### AVAILABLE RECORDS:

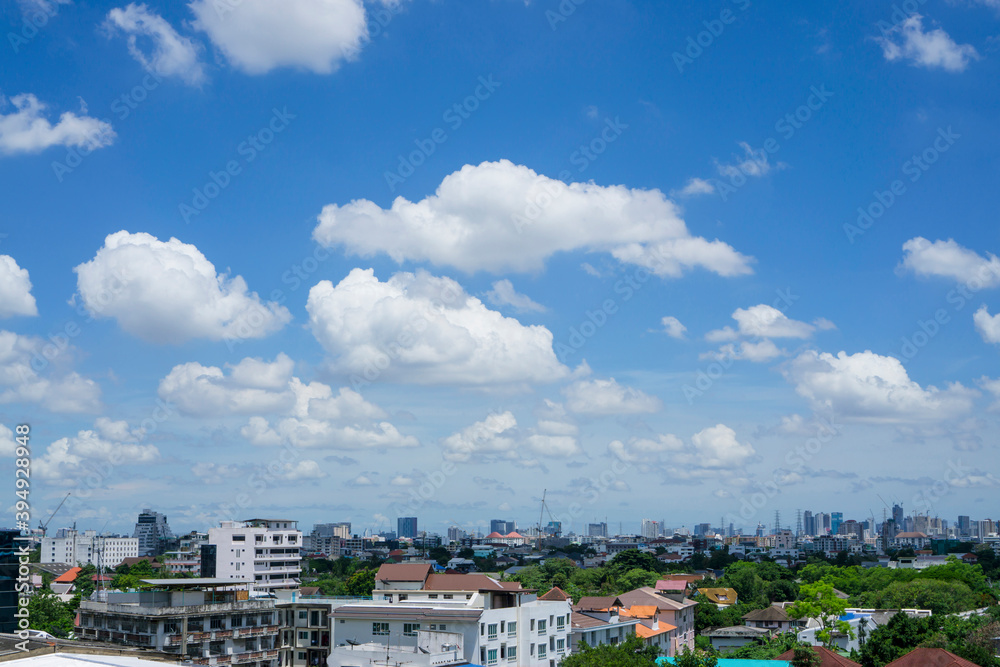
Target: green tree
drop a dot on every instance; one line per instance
(820, 601)
(50, 614)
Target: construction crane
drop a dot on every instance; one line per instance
(45, 525)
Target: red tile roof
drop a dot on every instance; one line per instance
(930, 657)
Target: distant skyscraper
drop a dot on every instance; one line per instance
(501, 526)
(153, 532)
(897, 515)
(597, 529)
(406, 526)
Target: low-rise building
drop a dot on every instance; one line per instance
(207, 621)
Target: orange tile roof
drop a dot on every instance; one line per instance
(645, 633)
(68, 577)
(640, 611)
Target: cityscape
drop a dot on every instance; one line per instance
(499, 333)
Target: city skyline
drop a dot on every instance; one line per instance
(446, 260)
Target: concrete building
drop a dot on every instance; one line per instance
(305, 633)
(153, 533)
(406, 526)
(497, 623)
(207, 621)
(87, 548)
(266, 550)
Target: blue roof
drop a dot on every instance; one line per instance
(732, 662)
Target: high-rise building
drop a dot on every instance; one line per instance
(406, 526)
(153, 532)
(597, 529)
(651, 529)
(501, 526)
(808, 523)
(265, 551)
(897, 516)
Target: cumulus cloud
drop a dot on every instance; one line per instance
(759, 324)
(58, 390)
(27, 130)
(711, 451)
(504, 294)
(257, 36)
(15, 289)
(673, 327)
(424, 329)
(476, 221)
(752, 163)
(932, 48)
(108, 445)
(694, 187)
(872, 388)
(308, 414)
(948, 259)
(607, 397)
(171, 54)
(498, 438)
(987, 325)
(168, 292)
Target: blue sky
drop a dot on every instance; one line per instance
(342, 261)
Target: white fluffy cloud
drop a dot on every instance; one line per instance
(948, 259)
(51, 386)
(759, 324)
(15, 289)
(258, 36)
(309, 415)
(673, 327)
(872, 388)
(504, 294)
(100, 450)
(710, 451)
(499, 216)
(607, 397)
(930, 49)
(987, 325)
(168, 292)
(171, 53)
(498, 438)
(27, 130)
(424, 329)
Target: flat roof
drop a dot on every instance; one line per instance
(197, 581)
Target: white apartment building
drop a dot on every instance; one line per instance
(266, 550)
(499, 623)
(87, 548)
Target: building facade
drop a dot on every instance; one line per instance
(264, 550)
(87, 548)
(206, 621)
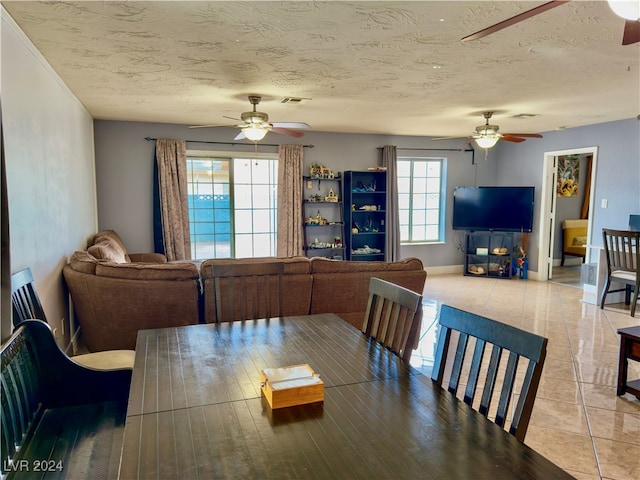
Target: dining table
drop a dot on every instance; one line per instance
(196, 411)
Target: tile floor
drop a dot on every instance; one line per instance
(577, 421)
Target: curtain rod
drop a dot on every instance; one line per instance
(470, 149)
(149, 139)
(435, 149)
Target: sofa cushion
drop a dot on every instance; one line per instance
(325, 265)
(108, 250)
(136, 271)
(83, 262)
(342, 287)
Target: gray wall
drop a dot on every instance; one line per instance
(50, 170)
(617, 171)
(124, 165)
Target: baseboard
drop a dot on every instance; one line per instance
(445, 269)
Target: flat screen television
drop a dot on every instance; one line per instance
(502, 209)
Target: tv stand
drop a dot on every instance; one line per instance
(489, 254)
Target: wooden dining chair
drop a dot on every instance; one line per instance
(27, 305)
(622, 251)
(393, 317)
(505, 341)
(247, 291)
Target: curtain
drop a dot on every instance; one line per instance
(290, 238)
(584, 212)
(392, 242)
(171, 164)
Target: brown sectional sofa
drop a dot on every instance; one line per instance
(343, 287)
(115, 294)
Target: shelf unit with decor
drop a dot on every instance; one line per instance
(489, 254)
(365, 207)
(322, 215)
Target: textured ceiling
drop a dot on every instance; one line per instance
(367, 67)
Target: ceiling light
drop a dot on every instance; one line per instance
(487, 141)
(629, 9)
(254, 133)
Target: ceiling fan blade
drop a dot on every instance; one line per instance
(631, 33)
(285, 131)
(291, 125)
(526, 135)
(513, 20)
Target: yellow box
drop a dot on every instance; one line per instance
(292, 385)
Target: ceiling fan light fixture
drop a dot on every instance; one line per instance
(627, 9)
(254, 134)
(487, 141)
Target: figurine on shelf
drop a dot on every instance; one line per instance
(317, 220)
(321, 172)
(331, 196)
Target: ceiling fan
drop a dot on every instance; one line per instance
(256, 124)
(486, 136)
(627, 9)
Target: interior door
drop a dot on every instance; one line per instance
(552, 178)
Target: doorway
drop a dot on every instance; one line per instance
(549, 210)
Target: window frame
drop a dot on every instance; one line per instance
(442, 203)
(231, 158)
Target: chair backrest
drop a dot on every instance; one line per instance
(622, 250)
(26, 303)
(505, 341)
(393, 317)
(248, 291)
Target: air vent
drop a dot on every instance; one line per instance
(293, 99)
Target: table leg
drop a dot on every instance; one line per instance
(622, 368)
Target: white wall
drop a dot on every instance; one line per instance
(50, 168)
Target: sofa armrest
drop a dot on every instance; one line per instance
(148, 258)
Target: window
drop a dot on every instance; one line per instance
(420, 199)
(232, 206)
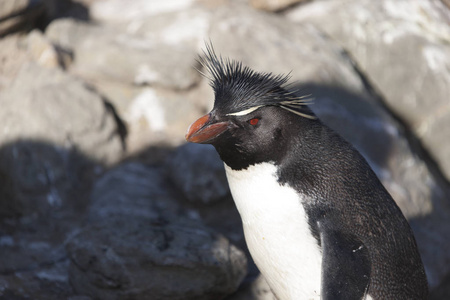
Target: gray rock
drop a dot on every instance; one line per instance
(198, 173)
(273, 5)
(108, 52)
(51, 106)
(268, 43)
(403, 48)
(18, 15)
(124, 258)
(38, 178)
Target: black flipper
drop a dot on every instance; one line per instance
(345, 266)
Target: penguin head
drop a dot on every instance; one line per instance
(252, 113)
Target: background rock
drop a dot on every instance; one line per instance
(51, 106)
(273, 5)
(18, 14)
(143, 258)
(198, 173)
(389, 35)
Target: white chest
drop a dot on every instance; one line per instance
(277, 232)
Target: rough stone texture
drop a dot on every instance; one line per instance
(132, 190)
(39, 178)
(18, 14)
(198, 172)
(10, 65)
(34, 262)
(51, 106)
(384, 37)
(138, 258)
(268, 43)
(103, 53)
(273, 5)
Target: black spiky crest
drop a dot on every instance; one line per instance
(238, 88)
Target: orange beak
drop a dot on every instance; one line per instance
(203, 130)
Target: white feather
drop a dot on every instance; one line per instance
(245, 112)
(277, 232)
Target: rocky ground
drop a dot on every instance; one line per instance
(100, 197)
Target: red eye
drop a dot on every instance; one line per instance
(254, 121)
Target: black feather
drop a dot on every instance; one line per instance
(238, 87)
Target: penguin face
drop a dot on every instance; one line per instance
(250, 136)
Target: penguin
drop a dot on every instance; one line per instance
(317, 221)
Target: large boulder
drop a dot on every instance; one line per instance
(51, 106)
(403, 49)
(141, 258)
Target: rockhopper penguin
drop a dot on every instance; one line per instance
(317, 221)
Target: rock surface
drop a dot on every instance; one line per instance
(52, 106)
(198, 172)
(137, 258)
(385, 36)
(95, 107)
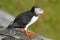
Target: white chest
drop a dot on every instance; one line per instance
(33, 20)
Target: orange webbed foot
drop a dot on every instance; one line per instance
(29, 33)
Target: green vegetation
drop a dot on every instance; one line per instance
(49, 26)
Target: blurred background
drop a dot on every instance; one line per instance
(48, 26)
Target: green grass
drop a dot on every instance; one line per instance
(49, 26)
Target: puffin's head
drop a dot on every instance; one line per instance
(37, 10)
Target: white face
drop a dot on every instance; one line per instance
(38, 11)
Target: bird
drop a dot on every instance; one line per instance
(27, 18)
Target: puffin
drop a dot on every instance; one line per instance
(27, 18)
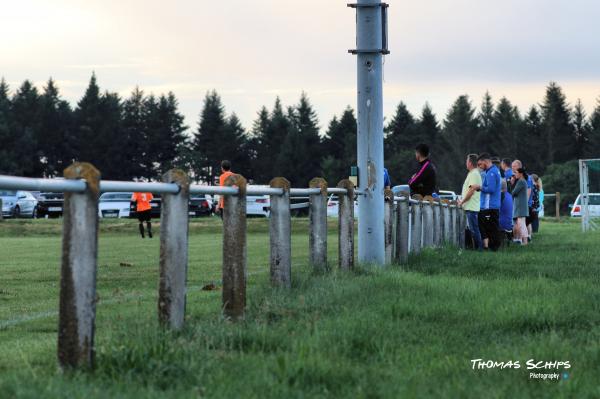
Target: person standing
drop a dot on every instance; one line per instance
(225, 173)
(470, 200)
(489, 213)
(520, 207)
(424, 181)
(143, 210)
(506, 211)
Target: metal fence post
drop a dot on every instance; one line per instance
(174, 230)
(388, 224)
(402, 230)
(446, 218)
(417, 227)
(280, 233)
(318, 225)
(428, 222)
(437, 224)
(346, 226)
(234, 249)
(77, 308)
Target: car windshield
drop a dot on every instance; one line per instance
(58, 196)
(115, 197)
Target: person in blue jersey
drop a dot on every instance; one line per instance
(489, 213)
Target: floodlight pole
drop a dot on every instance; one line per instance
(371, 45)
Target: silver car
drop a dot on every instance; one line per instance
(18, 204)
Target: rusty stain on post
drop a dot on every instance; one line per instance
(318, 225)
(234, 249)
(280, 229)
(388, 223)
(174, 229)
(346, 226)
(77, 305)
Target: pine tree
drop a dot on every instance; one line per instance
(460, 130)
(7, 161)
(54, 136)
(339, 147)
(581, 130)
(530, 148)
(25, 125)
(558, 131)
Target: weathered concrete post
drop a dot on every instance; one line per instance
(453, 227)
(280, 233)
(173, 251)
(446, 218)
(77, 308)
(402, 230)
(318, 225)
(388, 225)
(234, 249)
(427, 211)
(417, 227)
(437, 223)
(346, 226)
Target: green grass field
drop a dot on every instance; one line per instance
(404, 331)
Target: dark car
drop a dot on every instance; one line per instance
(199, 205)
(50, 205)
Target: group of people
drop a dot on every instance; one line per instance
(502, 202)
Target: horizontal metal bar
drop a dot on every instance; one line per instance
(31, 184)
(263, 191)
(126, 186)
(218, 190)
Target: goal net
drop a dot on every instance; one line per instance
(588, 200)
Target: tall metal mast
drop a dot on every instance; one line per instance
(371, 45)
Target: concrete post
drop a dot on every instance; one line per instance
(427, 212)
(234, 249)
(318, 225)
(402, 231)
(417, 228)
(369, 42)
(447, 222)
(346, 226)
(280, 233)
(438, 238)
(388, 225)
(77, 308)
(173, 251)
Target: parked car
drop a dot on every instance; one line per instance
(50, 205)
(333, 207)
(594, 206)
(200, 205)
(258, 205)
(18, 204)
(114, 205)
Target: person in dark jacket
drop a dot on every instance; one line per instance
(423, 182)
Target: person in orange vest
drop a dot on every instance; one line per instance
(225, 173)
(143, 208)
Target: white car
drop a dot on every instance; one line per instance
(114, 205)
(333, 207)
(258, 205)
(594, 206)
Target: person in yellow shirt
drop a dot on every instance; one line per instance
(143, 209)
(470, 200)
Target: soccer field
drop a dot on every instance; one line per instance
(406, 331)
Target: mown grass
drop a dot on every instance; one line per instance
(405, 331)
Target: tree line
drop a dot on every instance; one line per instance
(142, 136)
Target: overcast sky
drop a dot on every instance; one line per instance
(253, 51)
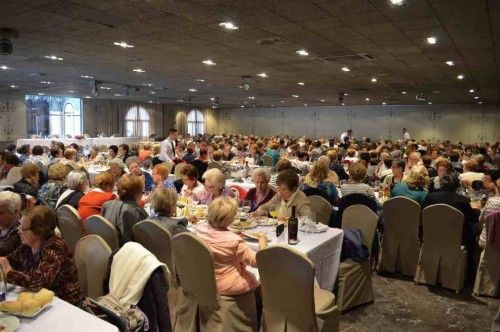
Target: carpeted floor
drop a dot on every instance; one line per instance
(400, 305)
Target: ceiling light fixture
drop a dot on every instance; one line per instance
(53, 57)
(431, 40)
(302, 52)
(209, 62)
(123, 44)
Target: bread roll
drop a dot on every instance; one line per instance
(44, 296)
(30, 307)
(11, 306)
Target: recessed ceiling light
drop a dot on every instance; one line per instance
(123, 44)
(302, 52)
(209, 62)
(431, 40)
(228, 25)
(53, 57)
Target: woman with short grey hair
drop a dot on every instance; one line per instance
(76, 185)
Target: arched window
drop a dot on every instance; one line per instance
(196, 123)
(137, 122)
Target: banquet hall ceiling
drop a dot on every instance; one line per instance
(171, 38)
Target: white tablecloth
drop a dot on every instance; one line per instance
(61, 316)
(83, 142)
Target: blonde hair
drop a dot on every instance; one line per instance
(222, 211)
(164, 200)
(418, 177)
(215, 176)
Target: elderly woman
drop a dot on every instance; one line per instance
(126, 212)
(231, 253)
(10, 209)
(49, 192)
(164, 202)
(263, 192)
(76, 185)
(43, 260)
(91, 203)
(134, 168)
(414, 186)
(192, 188)
(215, 186)
(288, 195)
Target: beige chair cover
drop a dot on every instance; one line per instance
(98, 225)
(200, 307)
(92, 258)
(400, 243)
(291, 303)
(158, 240)
(488, 273)
(442, 258)
(267, 161)
(70, 226)
(355, 280)
(321, 207)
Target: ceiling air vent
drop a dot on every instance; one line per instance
(345, 57)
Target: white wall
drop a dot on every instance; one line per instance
(469, 123)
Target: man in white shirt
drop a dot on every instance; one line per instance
(406, 135)
(167, 147)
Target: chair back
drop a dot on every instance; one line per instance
(98, 225)
(195, 267)
(321, 207)
(361, 217)
(92, 257)
(442, 224)
(267, 161)
(156, 239)
(287, 278)
(69, 224)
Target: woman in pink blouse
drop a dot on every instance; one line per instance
(231, 253)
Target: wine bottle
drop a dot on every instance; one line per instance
(293, 227)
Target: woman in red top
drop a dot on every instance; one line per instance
(91, 203)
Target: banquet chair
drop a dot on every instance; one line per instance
(98, 225)
(91, 257)
(354, 285)
(488, 274)
(442, 258)
(400, 243)
(68, 221)
(321, 207)
(200, 307)
(267, 161)
(155, 238)
(291, 302)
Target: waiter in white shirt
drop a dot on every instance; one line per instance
(406, 135)
(167, 147)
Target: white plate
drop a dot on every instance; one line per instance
(9, 323)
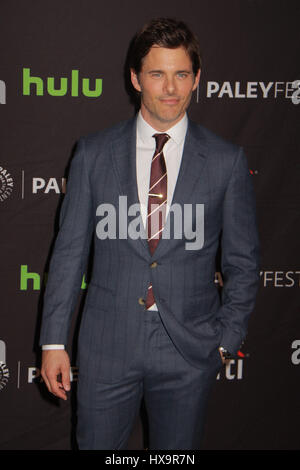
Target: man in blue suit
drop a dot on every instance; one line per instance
(158, 196)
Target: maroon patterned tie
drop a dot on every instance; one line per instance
(157, 201)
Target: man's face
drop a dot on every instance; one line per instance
(166, 83)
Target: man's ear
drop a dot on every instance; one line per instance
(135, 80)
(197, 79)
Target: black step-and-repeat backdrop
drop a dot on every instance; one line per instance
(62, 76)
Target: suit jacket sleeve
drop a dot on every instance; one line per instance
(240, 255)
(70, 254)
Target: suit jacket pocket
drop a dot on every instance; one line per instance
(100, 297)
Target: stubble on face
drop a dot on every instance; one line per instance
(166, 83)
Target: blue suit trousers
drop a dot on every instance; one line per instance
(175, 395)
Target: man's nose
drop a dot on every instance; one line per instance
(169, 85)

### TASK BRIEF:
Scan the records above for the string "background", then copy each line where it turns up.

### WRITTEN RESPONSE:
Target: background rock
Target: blurred background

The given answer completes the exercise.